• **GIVEN REQUEST**: Reproduce each of the following records verbatim, line for line, without alteration.

• **DATASET**:
□ □ □ □ □
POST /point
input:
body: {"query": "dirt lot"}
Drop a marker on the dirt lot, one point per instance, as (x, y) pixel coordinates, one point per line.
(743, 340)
□ □ □ □ □
• **RESPONSE TO THIS EXERCISE**:
POST /point
input:
body: {"query": "dirt lot"}
Drop a marker on the dirt lot, one point per instance, as (x, y) pixel coordinates, one point per line.
(743, 340)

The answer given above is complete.